Using dual-port memories ("dual ports") as system interconnects has proven to be an effective interface strategy for bridging multiple processing elements in high-performance applications.
Not only do dual-ports offer high-bandwidth communication between processors, they also provide the flexibility that is often required in fast-evolving design environments. Different dual-port implementations have emerged in recent years, and system designers now have the option of using a traditional dual-port or integrating the dual-port into an onboard FPGA. Newer FPGA families offer internal memory blocks that can be configured as dual-ports, and major FPGA vendors often market their FPGA dual-port as "free integrated memory." However, this is not entirely accurate, as the performance of these dual-ports is highly dependent on device utilization and how these memory blocks are instantiated. Moreover, overall system cost is a critical factor in the decision making process for dual-port implementation.

**RECORDED DATA**
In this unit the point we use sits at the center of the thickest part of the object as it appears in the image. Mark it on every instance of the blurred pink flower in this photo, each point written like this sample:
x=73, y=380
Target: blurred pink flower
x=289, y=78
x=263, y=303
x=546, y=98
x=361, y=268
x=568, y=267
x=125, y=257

--

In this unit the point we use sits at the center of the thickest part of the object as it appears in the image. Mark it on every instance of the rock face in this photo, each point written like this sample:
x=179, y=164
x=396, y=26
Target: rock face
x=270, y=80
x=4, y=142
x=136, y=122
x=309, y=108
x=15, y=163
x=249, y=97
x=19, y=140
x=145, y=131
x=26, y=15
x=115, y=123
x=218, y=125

...

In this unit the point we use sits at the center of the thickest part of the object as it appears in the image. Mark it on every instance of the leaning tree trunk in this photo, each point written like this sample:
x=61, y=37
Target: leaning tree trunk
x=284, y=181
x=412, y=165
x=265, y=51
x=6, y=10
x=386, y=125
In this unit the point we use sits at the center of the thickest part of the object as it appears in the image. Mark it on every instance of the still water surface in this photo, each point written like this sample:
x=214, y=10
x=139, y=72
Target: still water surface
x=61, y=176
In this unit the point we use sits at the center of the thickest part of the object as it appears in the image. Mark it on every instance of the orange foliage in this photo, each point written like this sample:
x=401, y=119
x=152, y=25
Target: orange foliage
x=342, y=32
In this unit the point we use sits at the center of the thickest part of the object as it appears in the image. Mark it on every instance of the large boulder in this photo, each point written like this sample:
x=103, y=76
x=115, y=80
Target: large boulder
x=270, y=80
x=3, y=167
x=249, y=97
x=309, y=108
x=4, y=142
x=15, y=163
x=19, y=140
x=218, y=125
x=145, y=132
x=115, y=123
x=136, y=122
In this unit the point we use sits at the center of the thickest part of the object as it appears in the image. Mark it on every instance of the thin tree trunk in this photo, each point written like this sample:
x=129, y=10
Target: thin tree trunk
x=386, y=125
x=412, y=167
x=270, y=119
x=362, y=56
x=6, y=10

**WORK INSTRUCTIONS**
a - Summarize the passage on dual-port memories in two sentences.
b - Please write what comes next in the passage on dual-port memories, picking up after its last sentence.
The data is not required for what follows.

**THE ANSWERS**
a - Dual-port memories are an effective interconnect for bridging multiple processing elements, offering high-bandwidth communication between processors and flexibility for fast-evolving designs, and designers can now choose a traditional dual-port or one integrated into an onboard FPGA. FPGA vendors often market their dual-ports as "free integrated memory," but this is not entirely accurate, since performance depends heavily on device utilization and on how the memory blocks are instantiated, and overall system cost is a critical factor in choosing an implementation.

b -
This article evaluates the validity of FPGA vendors' claims by taking the reader through a recent benchmarking effort on integrated dual-ports in FPGAs. Five popular FPGA families are examined and the performance of their integrated dual-ports is benchmarked against an external dual-port implementation.
As the demand for processing power increases in high-performance applications, using multiple processors has become the inevitable choice for many of today's designs. The immediate problem that emerges with a dual (or more) processor architecture is how these processors communicate with one another. In systems where the processors operate independently, one of the proven approaches is to use a dual-port interconnect. Not only do dual-ports offer high-bandwidth communication between processors, they also provide the flexibility that is often required in fast-evolving design environments.
Different dual-port implementations have emerged in recent years, and system designers now have the option of using a discrete dual-port or a dual-port integrated onto an FPGA. Newer FPGA families offer internal memory blocks that can be configured as dual-ports. Major FPGA vendors often market their FPGA dual-port as "free integrated memory," although the performance of these dual-ports is highly dependent on device utilization and how memory blocks are instantiated. Moreover, FPGA devices only offer a limited amount of configurable memory, as it does not make economical sense to increase the size of the FPGA for more integrated dual-port.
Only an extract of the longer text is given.